start Text provided
Pages

Friday, February 7, 2014

Friday -- Aetna Expects To Lose Money Due To ObamaCare

Active rigs:


2/7/201402/07/201302/07/201202/07/201102/07/2010
Active Rigs19118420216690

RBN Energy: how the US shale gas boom benefits Asian LNG importers.
Using the US natural gas production boom to promote the idea of a sustainable “global gas glut”, Asian importers have successfully managed to chip away at the longstanding oil-indexed pricing mechanism for liquefied natural gas (LNG) overthe past two years. While oil-indexation in LNG contracts will certainly not disappear overnight, the shale revolution has provided gas importers with significant negotiating leverage and a new degree of pricing flexibility. Today we examine the trend toward more US centric LNG pricing.
In January 2012, Cheniere Energy signed a 20-year agreement with Korea Gas Corporation  to supply 3.5 million tonnes per annum  of LNG from its Sabine Pass facility (equivalent to 0.5 Bcf/d) for a $3/MMBtu liquefaction fee plus 115% of the current Henry Hub, LA natural gas price.
end Text provided
Problems -
1. In the text on LNG pricing, how long is the agreement that Cheniere Energy signed with Korea Gas Corporation?
2. Retype the part of the LNG pricing text starting at "Using the US" and ending at "centric LNG pricing.".
The material that comes next has no connection to the text above.
start Raw data
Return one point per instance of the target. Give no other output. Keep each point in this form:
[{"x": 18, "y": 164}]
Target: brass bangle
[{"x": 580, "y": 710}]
end Raw data
Per-task outputs -
1. 20 years.

2.
Using the US natural gas production boom to promote the idea of a sustainable “global gas glut”, Asian importers have successfully managed to chip away at the longstanding oil-indexed pricing mechanism for liquefied natural gas (LNG) overthe past two years. While oil-indexation in LNG contracts will certainly not disappear overnight, the shale revolution has provided gas importers with significant negotiating leverage and a new degree of pricing flexibility. Today we examine the trend toward more US centric LNG pricing.